*CHALLENGE:* Copy out word for word the stretch of the entries below from the line containing "Can you see the shoreline" through the last line of the entries.

*-*-*

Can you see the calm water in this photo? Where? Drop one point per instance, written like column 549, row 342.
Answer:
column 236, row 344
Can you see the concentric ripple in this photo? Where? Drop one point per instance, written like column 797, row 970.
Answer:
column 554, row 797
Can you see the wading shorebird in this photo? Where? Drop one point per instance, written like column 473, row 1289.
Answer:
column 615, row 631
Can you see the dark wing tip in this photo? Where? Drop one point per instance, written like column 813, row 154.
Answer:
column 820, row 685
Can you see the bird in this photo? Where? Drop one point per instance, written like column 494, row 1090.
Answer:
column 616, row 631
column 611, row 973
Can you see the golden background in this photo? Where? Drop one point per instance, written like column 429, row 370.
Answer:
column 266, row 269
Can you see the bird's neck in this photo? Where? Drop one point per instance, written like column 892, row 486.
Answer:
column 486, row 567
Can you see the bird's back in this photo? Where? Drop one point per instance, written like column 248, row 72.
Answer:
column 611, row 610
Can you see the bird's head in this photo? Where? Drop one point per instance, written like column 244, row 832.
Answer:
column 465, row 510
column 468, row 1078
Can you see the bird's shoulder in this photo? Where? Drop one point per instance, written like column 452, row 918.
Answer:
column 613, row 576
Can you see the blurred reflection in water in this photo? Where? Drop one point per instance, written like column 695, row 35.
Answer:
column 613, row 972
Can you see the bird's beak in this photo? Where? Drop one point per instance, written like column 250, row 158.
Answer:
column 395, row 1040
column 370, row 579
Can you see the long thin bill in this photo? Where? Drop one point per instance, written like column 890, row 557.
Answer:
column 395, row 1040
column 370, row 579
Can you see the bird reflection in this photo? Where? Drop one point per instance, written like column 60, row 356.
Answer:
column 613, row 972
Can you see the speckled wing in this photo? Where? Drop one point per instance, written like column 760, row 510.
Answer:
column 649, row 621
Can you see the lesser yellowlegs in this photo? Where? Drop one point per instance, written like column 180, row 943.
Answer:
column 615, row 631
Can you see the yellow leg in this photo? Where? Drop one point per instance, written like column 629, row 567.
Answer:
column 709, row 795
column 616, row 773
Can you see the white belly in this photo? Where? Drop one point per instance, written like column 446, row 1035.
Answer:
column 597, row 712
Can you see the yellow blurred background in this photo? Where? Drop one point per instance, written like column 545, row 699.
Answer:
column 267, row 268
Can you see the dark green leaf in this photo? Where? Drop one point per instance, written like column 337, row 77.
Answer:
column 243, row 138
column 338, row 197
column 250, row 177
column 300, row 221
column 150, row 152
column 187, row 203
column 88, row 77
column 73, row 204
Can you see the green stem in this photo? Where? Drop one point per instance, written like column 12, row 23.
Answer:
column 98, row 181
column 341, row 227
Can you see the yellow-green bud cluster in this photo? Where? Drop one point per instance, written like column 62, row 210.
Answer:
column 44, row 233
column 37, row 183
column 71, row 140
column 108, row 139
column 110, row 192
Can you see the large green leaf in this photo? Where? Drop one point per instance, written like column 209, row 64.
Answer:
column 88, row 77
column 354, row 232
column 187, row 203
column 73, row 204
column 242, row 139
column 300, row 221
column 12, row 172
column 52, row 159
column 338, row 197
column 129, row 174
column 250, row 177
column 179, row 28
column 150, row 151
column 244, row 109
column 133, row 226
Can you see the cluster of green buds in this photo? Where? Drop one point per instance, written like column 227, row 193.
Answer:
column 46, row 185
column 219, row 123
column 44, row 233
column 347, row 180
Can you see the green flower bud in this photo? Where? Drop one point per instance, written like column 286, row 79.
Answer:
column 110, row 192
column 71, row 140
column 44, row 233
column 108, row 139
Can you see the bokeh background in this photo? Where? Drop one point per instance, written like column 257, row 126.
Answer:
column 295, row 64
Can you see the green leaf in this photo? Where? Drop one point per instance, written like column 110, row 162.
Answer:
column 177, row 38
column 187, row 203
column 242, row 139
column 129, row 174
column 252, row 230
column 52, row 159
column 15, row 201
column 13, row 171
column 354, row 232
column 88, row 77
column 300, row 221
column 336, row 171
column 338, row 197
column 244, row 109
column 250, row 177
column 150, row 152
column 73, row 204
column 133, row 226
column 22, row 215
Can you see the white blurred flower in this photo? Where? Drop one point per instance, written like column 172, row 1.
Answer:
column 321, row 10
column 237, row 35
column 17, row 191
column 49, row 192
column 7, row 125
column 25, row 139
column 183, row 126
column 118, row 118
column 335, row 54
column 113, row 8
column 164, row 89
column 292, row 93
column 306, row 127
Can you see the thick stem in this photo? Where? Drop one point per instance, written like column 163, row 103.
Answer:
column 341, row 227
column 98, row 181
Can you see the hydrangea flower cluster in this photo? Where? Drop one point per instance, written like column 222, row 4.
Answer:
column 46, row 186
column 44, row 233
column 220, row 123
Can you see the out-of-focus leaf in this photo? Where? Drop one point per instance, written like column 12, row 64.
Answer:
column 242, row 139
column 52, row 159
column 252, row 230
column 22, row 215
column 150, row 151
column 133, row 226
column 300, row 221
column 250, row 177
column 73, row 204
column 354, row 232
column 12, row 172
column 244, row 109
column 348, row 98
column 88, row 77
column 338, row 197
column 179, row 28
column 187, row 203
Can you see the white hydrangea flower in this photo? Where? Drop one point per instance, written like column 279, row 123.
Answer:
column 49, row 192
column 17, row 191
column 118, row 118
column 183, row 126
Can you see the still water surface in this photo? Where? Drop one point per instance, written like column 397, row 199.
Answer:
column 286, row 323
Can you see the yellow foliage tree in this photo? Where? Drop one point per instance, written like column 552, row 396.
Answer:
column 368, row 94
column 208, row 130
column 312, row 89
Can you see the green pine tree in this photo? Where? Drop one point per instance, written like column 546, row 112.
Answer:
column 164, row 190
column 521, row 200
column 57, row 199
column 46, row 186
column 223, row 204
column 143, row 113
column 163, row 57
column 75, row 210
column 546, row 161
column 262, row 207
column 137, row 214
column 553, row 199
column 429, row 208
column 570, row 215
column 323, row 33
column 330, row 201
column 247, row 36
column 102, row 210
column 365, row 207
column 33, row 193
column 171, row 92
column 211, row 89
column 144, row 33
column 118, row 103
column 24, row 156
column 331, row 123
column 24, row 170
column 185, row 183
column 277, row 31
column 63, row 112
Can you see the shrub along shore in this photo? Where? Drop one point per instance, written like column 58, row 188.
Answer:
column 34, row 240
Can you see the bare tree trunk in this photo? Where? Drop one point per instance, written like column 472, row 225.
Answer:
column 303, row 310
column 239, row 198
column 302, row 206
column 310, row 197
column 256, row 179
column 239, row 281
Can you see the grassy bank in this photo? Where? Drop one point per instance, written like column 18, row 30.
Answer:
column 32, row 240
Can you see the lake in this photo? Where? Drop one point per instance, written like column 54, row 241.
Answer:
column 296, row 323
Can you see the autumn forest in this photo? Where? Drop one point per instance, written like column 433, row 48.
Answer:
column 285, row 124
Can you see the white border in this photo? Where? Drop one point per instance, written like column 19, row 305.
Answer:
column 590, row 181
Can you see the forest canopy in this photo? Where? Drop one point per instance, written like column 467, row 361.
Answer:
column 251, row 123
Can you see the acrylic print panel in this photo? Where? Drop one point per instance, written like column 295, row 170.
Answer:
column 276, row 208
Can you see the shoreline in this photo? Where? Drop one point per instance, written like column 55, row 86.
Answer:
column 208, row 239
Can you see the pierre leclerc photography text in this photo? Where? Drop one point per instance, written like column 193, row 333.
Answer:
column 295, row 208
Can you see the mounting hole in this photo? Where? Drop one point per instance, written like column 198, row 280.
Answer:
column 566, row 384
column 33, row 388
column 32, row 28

*-*-*

*THE OUTPUT:*
Can you see the shoreline in this photo? Where? Drop one point per instance, written like column 55, row 86.
Answer:
column 208, row 239
Can you see the pierre leclerc photography text in this photo? Where? Drop one point per instance, written like column 193, row 333.
Answer:
column 295, row 208
Can you see the mounting hole in this photo? Where? Drop one point per instance, written like column 198, row 280.
Answer:
column 566, row 384
column 33, row 388
column 32, row 28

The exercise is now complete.